▶ _Short task_
List each line of the data below that contains the word "side".

▶ _Listed records_
________

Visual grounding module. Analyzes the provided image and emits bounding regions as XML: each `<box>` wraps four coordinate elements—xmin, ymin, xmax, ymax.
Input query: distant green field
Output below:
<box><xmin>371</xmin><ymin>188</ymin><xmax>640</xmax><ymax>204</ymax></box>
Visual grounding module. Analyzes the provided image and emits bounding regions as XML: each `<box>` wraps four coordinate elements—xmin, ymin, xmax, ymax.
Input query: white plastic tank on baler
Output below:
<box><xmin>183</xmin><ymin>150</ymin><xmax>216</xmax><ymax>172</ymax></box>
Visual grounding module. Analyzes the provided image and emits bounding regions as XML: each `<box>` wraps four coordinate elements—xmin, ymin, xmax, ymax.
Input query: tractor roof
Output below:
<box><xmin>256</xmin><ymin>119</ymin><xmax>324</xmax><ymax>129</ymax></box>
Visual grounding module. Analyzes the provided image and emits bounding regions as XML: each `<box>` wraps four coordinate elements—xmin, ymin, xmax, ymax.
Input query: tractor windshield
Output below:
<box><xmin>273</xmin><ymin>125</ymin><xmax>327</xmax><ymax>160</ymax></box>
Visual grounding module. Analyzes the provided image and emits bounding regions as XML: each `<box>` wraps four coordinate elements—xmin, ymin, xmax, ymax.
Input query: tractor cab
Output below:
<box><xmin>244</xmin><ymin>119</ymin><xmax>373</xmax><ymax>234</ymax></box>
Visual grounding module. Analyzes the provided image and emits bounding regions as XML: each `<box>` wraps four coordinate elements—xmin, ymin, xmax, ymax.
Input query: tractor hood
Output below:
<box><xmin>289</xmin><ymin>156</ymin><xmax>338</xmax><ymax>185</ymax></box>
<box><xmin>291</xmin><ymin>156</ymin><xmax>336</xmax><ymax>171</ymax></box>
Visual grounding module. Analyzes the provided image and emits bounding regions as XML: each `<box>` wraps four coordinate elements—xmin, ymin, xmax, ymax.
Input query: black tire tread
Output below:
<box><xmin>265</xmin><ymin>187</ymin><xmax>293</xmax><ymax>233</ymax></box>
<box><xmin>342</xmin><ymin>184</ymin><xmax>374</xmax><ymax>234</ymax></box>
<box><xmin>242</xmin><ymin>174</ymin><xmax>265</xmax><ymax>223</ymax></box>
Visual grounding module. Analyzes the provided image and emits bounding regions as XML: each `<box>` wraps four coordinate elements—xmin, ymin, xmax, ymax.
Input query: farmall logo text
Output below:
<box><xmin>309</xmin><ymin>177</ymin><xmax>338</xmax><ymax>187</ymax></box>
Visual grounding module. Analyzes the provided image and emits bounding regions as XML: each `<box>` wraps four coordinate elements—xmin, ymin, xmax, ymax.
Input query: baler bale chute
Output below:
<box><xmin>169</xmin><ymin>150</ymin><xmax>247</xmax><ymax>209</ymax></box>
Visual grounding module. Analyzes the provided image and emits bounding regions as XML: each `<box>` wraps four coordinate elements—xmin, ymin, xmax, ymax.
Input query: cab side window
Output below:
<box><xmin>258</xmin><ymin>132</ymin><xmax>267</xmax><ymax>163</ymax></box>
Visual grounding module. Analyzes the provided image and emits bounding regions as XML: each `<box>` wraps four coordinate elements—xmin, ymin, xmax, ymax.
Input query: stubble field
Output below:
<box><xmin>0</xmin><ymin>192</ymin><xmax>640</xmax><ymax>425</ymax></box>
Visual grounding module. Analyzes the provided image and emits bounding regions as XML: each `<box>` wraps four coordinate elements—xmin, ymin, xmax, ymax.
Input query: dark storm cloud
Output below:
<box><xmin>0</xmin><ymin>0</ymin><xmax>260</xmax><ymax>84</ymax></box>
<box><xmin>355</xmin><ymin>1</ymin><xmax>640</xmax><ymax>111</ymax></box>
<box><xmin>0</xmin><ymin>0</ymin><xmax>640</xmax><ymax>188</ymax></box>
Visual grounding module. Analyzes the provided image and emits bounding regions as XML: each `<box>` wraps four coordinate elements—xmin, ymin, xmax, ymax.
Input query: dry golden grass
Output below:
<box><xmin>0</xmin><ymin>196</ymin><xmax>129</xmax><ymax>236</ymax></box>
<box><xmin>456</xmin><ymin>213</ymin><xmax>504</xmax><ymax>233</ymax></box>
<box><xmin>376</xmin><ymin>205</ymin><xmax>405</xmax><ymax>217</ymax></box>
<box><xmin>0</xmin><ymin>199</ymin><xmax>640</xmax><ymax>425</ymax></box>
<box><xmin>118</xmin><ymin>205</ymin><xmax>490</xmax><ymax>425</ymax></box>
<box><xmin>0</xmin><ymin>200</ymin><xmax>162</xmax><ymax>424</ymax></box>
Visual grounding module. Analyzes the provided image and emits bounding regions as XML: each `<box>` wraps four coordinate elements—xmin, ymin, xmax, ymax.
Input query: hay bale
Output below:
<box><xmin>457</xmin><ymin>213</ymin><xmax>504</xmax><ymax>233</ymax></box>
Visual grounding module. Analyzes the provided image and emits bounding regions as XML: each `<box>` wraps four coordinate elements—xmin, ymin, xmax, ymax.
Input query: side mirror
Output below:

________

▶ _Solution to the problem_
Input query: cab side window
Input query: side mirror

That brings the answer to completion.